▶ [REQUIRED WORK] Repeat each entry below exactly as it stands.
===
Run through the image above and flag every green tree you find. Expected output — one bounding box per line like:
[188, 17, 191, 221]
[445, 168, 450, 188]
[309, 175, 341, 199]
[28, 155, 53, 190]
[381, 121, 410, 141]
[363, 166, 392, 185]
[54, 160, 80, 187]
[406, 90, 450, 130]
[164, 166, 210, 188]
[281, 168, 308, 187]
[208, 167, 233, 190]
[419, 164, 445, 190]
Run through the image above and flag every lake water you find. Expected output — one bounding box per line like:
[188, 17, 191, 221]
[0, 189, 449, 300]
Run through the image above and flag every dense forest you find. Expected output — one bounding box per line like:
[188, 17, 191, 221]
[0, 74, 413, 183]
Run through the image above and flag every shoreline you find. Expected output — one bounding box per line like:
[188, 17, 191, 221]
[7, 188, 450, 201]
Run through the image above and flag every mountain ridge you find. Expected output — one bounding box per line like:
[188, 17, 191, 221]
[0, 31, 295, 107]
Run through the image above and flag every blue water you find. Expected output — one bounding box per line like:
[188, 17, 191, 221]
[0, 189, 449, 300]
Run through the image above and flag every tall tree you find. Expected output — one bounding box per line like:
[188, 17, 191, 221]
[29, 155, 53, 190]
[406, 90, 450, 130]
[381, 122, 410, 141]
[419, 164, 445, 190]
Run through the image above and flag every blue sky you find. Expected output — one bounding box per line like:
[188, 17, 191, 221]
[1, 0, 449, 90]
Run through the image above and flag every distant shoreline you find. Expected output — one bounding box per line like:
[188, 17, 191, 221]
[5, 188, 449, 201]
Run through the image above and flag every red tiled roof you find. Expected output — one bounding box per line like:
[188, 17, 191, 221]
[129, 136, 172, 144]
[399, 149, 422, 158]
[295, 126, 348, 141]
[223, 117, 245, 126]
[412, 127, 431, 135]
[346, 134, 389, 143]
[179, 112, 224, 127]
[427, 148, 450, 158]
===
▶ [RESULT OF THIS EXERCISE]
Run through the image above and flag every green tree you find. Expected output — one bounding box per line like:
[188, 17, 191, 221]
[445, 168, 450, 188]
[309, 175, 341, 199]
[28, 155, 53, 190]
[381, 121, 410, 141]
[363, 166, 392, 185]
[54, 160, 80, 187]
[406, 90, 450, 130]
[164, 166, 210, 188]
[281, 168, 308, 187]
[208, 167, 233, 190]
[419, 164, 445, 190]
Run through the image above and flag every lake water you find. Expected output — one bounding box per line like:
[188, 17, 191, 221]
[0, 189, 449, 300]
Run through the image above and flag every dense forest you find. Expected output — one bounding box per line like:
[188, 17, 191, 221]
[0, 74, 413, 183]
Run through the image above and flag every shoreline you find. Expected output — one bounding box per line like:
[188, 17, 191, 221]
[7, 188, 450, 201]
Run through the image above and flag every mountain ridge you find. Expected output — one bounding box per line like:
[188, 17, 191, 221]
[0, 31, 295, 107]
Run through the image above and flag every blue water you find. Expected output — one bounding box per line like:
[188, 17, 191, 221]
[0, 189, 449, 300]
Run through the image above and flag every tall tree you find. Expected output — one bounding box per line like:
[188, 17, 191, 221]
[29, 155, 53, 190]
[406, 90, 450, 130]
[381, 122, 410, 141]
[419, 164, 445, 190]
Run through the image above and flag every blue sky you find. Expected output — one bounding box per line like:
[188, 17, 191, 221]
[1, 0, 449, 90]
Run through the image above and flag every distant shoreline you find. Expected output — one bounding box per line like:
[188, 17, 191, 221]
[5, 188, 449, 201]
Run through the image above and flag every red tiled roof you find. Expected output — one bounding box per line like:
[188, 17, 191, 221]
[129, 136, 172, 144]
[399, 149, 422, 158]
[295, 126, 348, 141]
[223, 117, 245, 126]
[412, 127, 431, 135]
[346, 134, 389, 143]
[179, 112, 224, 127]
[427, 148, 450, 158]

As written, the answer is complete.